Direction: Update the data below by replacing "one instance to a line" with "one point per line" wherever it occurs and leaving all else unchanged. Omit the pictures from your answer.

★ ★ ★ ★ ★

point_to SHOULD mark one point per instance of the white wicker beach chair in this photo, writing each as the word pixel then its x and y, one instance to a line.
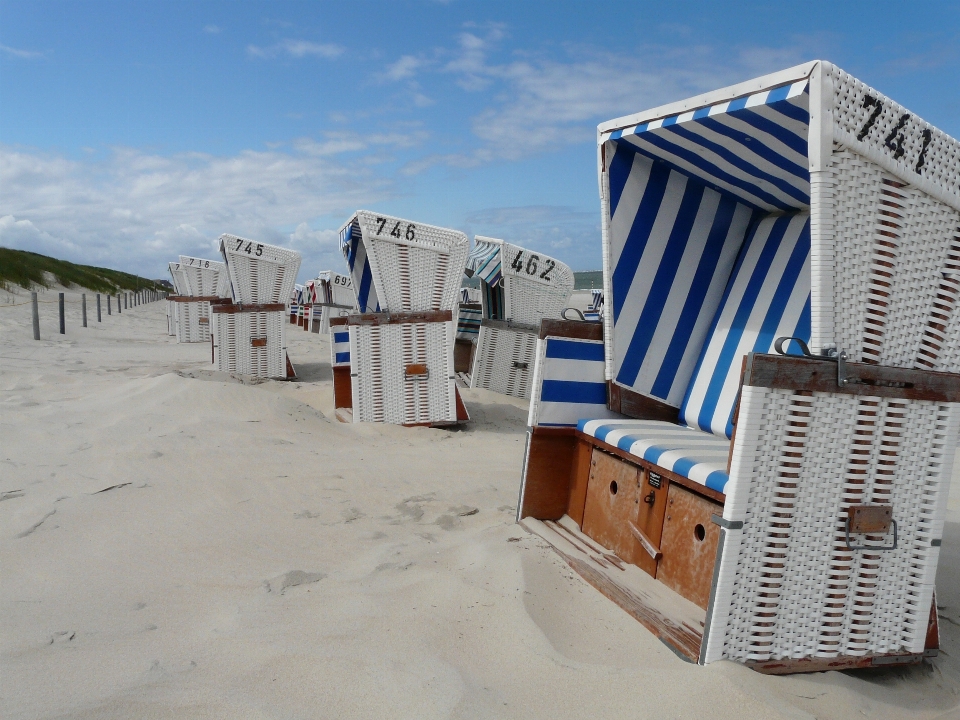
pixel 249 334
pixel 406 277
pixel 519 288
pixel 780 510
pixel 199 283
pixel 335 298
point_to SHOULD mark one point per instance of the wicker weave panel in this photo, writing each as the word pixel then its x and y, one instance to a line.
pixel 911 148
pixel 418 271
pixel 234 352
pixel 495 365
pixel 259 279
pixel 193 321
pixel 788 586
pixel 379 355
pixel 894 286
pixel 205 277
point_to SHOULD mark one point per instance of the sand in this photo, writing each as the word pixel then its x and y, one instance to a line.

★ ★ ★ ★ ★

Response to the exercise:
point_to SHOULD mark one point per instance of the white wicker beach chair in this photo, writing each as the word pixel then its x and y, one point per line.
pixel 249 334
pixel 406 277
pixel 519 288
pixel 780 510
pixel 199 283
pixel 335 298
point_to SHOULD mark one point per instance of the wicker weave panel in this photo, writing each as the word pixel then its x and y, one point per line.
pixel 911 148
pixel 418 271
pixel 234 352
pixel 495 365
pixel 259 279
pixel 193 321
pixel 788 586
pixel 379 355
pixel 894 286
pixel 205 277
point_to SHOULD mark one point per instance of the sand in this photo, writing each as the word pixel then its x and y, one point per line.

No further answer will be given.